* Selected excerpt *
┄┄┄┄┄┄
According to the National Women’ns Hall of Fame, today’s supermarket refrigerated and frozen food sections are the direct result of the pioneering work of Dr. Mary Engle Pennington. A bacteriological chemist, food scientist and refrigeration engineer, Pennington devoted most of her career to studying refrigeration and its application to food freshness and safety.
Pennington’s interest in science was apparent early when, at age 12, she became fascinated with a book on medical chemistry. She went to the University of Pennsylvania and demanded that a professor explain what she had read to her. The professor suggested that she learn to read and spell the words and return when she was older, promising to help her when she did so.
Denied a bachelor’s degree in 1892 because of her gender, Mary Engle Pennington received a certificate of proficiency in chemistry and then earned her Ph.D. in chemistry at the same institution, the University of Pennsylvania, in 1895. She founded the Philadelphia Clinical Laboratory in 1898, joined the US Department of Agriculture in 1905, became FDA’s first female lab chief under Harvey Wiley following the passage of the 1906 Pure Food and Drugs Act and became the Chief of its Food Research Lab in 1908.
┄┄┄┄┄┄
* Excerpted records *
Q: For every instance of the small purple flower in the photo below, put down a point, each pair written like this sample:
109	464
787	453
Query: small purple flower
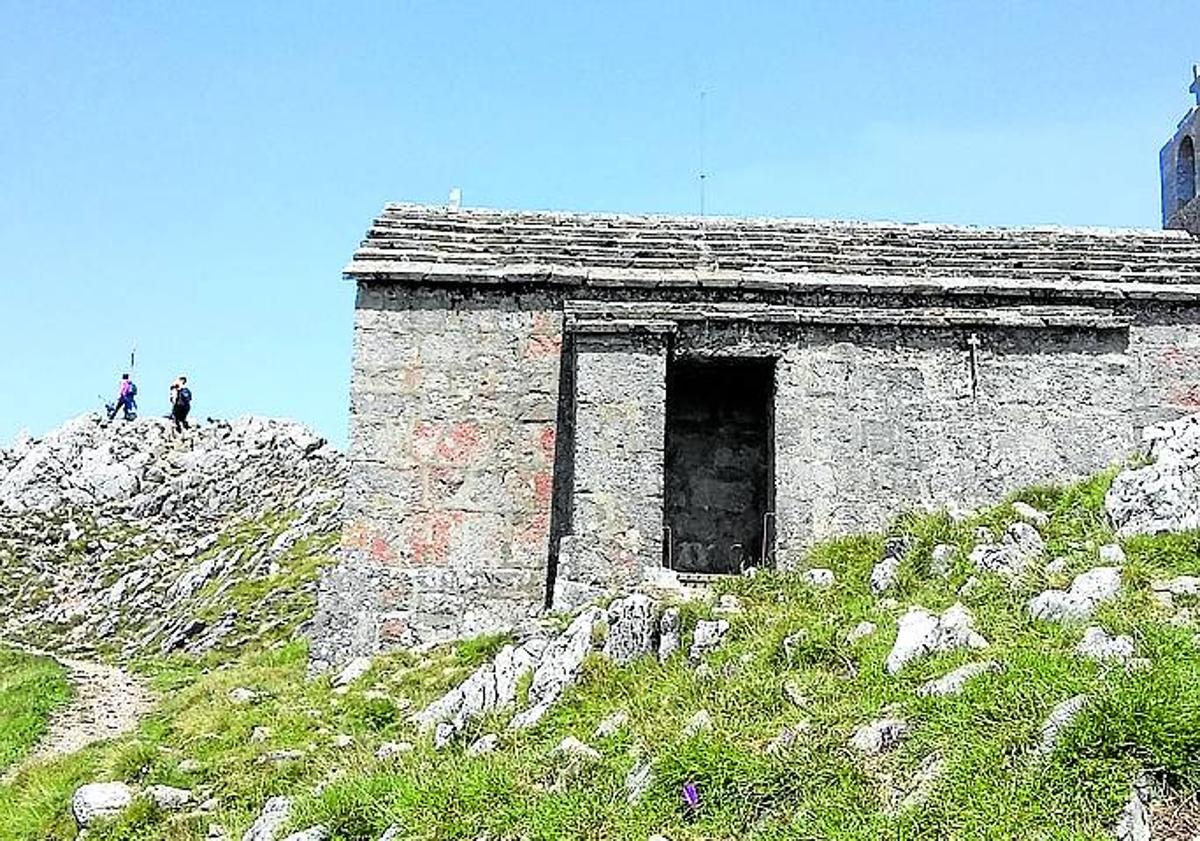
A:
690	797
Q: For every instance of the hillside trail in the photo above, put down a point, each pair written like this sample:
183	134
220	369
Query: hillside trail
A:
106	702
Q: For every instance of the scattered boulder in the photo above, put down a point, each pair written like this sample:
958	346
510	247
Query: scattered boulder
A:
637	781
922	634
941	558
670	634
270	821
573	749
1163	497
957	680
1098	646
708	636
1012	556
880	736
1086	593
100	800
1031	515
168	798
611	725
633	629
1057	722
861	631
819	577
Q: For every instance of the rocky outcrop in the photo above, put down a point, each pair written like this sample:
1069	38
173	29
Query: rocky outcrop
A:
1163	496
120	535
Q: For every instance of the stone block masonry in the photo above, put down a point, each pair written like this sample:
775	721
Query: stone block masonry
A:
515	444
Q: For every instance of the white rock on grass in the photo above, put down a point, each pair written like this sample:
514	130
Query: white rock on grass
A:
573	749
819	577
168	798
637	781
670	634
1098	646
633	629
100	800
861	631
708	636
270	821
953	683
1012	556
942	558
1163	497
1031	515
611	726
353	671
1134	822
1111	554
880	736
317	833
1086	593
1057	722
921	634
484	745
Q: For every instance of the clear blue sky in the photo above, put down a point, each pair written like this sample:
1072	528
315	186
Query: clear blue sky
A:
192	176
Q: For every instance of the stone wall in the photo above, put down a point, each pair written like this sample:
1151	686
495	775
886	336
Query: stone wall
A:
871	421
454	402
618	450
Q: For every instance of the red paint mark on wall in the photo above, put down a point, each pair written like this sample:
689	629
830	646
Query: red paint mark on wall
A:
546	443
1187	396
457	443
540	347
427	536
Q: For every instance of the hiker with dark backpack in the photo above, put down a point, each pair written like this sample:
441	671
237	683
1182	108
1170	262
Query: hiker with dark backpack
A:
180	403
125	401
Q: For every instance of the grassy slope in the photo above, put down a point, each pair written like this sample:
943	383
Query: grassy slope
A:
30	689
993	786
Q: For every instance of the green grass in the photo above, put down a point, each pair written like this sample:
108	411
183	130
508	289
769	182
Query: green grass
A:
993	785
31	688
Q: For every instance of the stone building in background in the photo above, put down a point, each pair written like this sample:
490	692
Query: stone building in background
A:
550	407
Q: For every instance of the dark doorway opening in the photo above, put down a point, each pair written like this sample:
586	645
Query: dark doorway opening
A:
719	463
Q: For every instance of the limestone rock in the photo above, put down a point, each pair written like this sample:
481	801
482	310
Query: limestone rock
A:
1086	593
1057	722
100	800
957	680
880	736
861	631
670	634
708	636
168	798
484	744
1009	558
611	725
941	559
637	781
819	577
1098	646
921	634
631	629
573	749
558	667
1164	496
1031	515
270	821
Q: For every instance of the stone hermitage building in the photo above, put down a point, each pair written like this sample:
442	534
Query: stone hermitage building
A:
550	407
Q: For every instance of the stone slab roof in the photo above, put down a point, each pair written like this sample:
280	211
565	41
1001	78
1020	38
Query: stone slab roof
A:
417	244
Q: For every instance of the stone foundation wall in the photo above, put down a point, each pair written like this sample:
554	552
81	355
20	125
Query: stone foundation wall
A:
454	402
871	421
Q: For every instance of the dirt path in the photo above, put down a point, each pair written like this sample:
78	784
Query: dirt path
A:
106	702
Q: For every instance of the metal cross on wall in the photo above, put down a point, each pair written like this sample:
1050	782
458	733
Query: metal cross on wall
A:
972	347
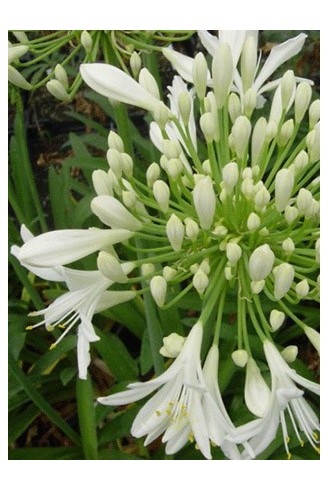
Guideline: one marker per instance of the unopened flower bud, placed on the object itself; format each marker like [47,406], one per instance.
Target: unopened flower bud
[102,183]
[286,132]
[110,267]
[261,262]
[302,288]
[283,278]
[291,213]
[233,252]
[277,318]
[288,86]
[253,222]
[58,90]
[240,357]
[158,288]
[169,273]
[192,229]
[86,41]
[302,100]
[172,345]
[290,353]
[148,82]
[314,337]
[241,131]
[61,75]
[257,286]
[230,176]
[115,142]
[284,184]
[222,73]
[200,75]
[147,269]
[200,281]
[204,201]
[234,107]
[314,113]
[288,246]
[135,64]
[175,232]
[162,194]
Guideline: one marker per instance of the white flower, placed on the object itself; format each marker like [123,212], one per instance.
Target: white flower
[285,395]
[183,408]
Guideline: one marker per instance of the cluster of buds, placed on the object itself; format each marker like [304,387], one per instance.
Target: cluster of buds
[236,213]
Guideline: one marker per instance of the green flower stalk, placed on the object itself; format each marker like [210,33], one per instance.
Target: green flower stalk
[232,212]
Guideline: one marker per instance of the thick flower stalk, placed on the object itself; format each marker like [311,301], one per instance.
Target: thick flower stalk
[235,213]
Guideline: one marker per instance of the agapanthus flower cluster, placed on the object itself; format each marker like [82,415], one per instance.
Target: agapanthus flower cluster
[230,207]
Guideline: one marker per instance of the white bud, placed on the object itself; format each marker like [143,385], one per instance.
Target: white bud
[175,232]
[314,337]
[172,345]
[248,62]
[192,229]
[200,281]
[288,246]
[61,75]
[302,100]
[302,288]
[148,82]
[286,132]
[258,139]
[200,75]
[57,89]
[234,107]
[110,267]
[233,252]
[301,161]
[135,64]
[283,278]
[284,184]
[257,286]
[261,262]
[290,353]
[253,222]
[314,113]
[230,176]
[204,201]
[240,357]
[169,273]
[152,173]
[304,201]
[291,213]
[147,269]
[158,288]
[208,126]
[288,86]
[277,318]
[241,131]
[222,73]
[102,183]
[86,41]
[162,194]
[115,142]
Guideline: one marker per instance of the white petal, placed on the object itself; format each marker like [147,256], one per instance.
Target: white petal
[117,85]
[64,246]
[279,55]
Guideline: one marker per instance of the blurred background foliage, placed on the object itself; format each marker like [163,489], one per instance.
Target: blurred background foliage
[53,149]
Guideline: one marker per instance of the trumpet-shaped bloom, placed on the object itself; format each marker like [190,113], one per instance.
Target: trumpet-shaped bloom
[183,409]
[285,396]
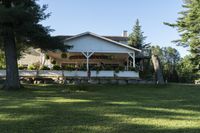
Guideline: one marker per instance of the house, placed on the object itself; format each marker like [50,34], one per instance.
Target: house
[89,51]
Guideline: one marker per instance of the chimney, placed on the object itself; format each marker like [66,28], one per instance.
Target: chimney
[125,33]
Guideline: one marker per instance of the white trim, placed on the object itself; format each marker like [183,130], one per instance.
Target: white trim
[106,39]
[106,52]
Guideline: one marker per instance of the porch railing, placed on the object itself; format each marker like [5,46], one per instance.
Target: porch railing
[74,74]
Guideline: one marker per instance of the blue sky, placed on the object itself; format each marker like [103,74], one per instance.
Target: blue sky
[111,17]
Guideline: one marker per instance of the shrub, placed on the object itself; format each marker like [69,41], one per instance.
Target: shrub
[56,67]
[20,67]
[63,55]
[32,67]
[119,68]
[46,57]
[53,62]
[108,68]
[44,68]
[69,68]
┄┄┄┄┄┄
* Work request 1 *
Translate this sentence from the Mary Engle Pennington profile into Spanish: "Pennington’s interest in science was apparent early when, at age 12, she became fascinated with a book on medical chemistry."
* Work request 2 *
According to the Mary Engle Pennington profile, in what year did Pennington join the US Department of Agriculture?
* Work request 3 *
Reproduce word for word the part of the Mary Engle Pennington profile starting with "Pennington’s interest in" and going on through "Lab in 1908.".
The records were taken from a separate source.

* Written solution 1 *
El interés de Pennington por la ciencia se hizo evidente desde temprano cuando, a los 12 años, quedó fascinada por un libro de química médica.

* Written solution 2 *
1905

* Written solution 3 *
Pennington’s interest in science was apparent early when, at age 12, she became fascinated with a book on medical chemistry. She went to the University of Pennsylvania and demanded that a professor explain what she had read to her. The professor suggested that she learn to read and spell the words and return when she was older, promising to help her when she did so.
Denied a bachelor’s degree in 1892 because of her gender, Mary Engle Pennington received a certificate of proficiency in chemistry and then earned her Ph.D. in chemistry at the same institution, the University of Pennsylvania, in 1895. She founded the Philadelphia Clinical Laboratory in 1898, joined the US Department of Agriculture in 1905, became FDA’s first female lab chief under Harvey Wiley following the passage of the 1906 Pure Food and Drugs Act and became the Chief of its Food Research Lab in 1908.